TEXT UNDER STUDY
══════════════════════════════

Back to Aron’s blog. The main part of her article was about unearthing a favorite book of her father’s, The Structure of Scientific Revolutions by Thomas S. Kuhn. Her father had heavily annotated the text in the margins, giving tantalizing clues as to what was going on in his mind. Since he is gone, she can’t ask him what he meant. But she can still learn from him by the way he argues with the author in the margins. (Kuhn’s book might sound too academic to interest most folks, but the ideas can be easily paraphrased so that anyone can understand them. A good teacher would do so.)

Underneath Aron’s writing lurks a discussion of epistemology. WTF is that, one might ask. See, that’s the problem. Philosophy nerds know what that word means, but most people wouldn’t. And yet it’s about something almost everyone wonders about at one time or another: What is knowledge and how do we know it?

My comment on her blog included the following: “Epistemology is perhaps the most fundamental aspect of philosophy, indeed of any serious discourse. We cannot effectively debate the merits of any issue unless there is some agreement on what we know and how we know it. In this era of ‘alternative facts’, it is as if we’ve abandoned the process as futile, and what can be known is a matter of convenience.” In other words, truth has become merely a matter of opinion, and we as a society have thrown out a common understanding of what is real and what is a fact. (Not all of us, fortunately.)

══════════════════════════════

INFORMATION

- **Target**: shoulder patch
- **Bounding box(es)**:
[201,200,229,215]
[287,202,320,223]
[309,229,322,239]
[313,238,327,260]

══════════════════════════════

TASK STATEMENT
Rewrite the blog post starting with "Underneath Aron’s writing" and going on through "we know it?", putting "scholars" in place of "nerds".

EXPECTED OUTPUT
Underneath Aron’s writing lurks a discussion of epistemology. WTF is that, one might ask. See, that’s the problem. Philosophy scholars know what that word means, but most people wouldn’t. And yet it’s about something almost everyone wonders about at one time or another: What is knowledge and how do we know it?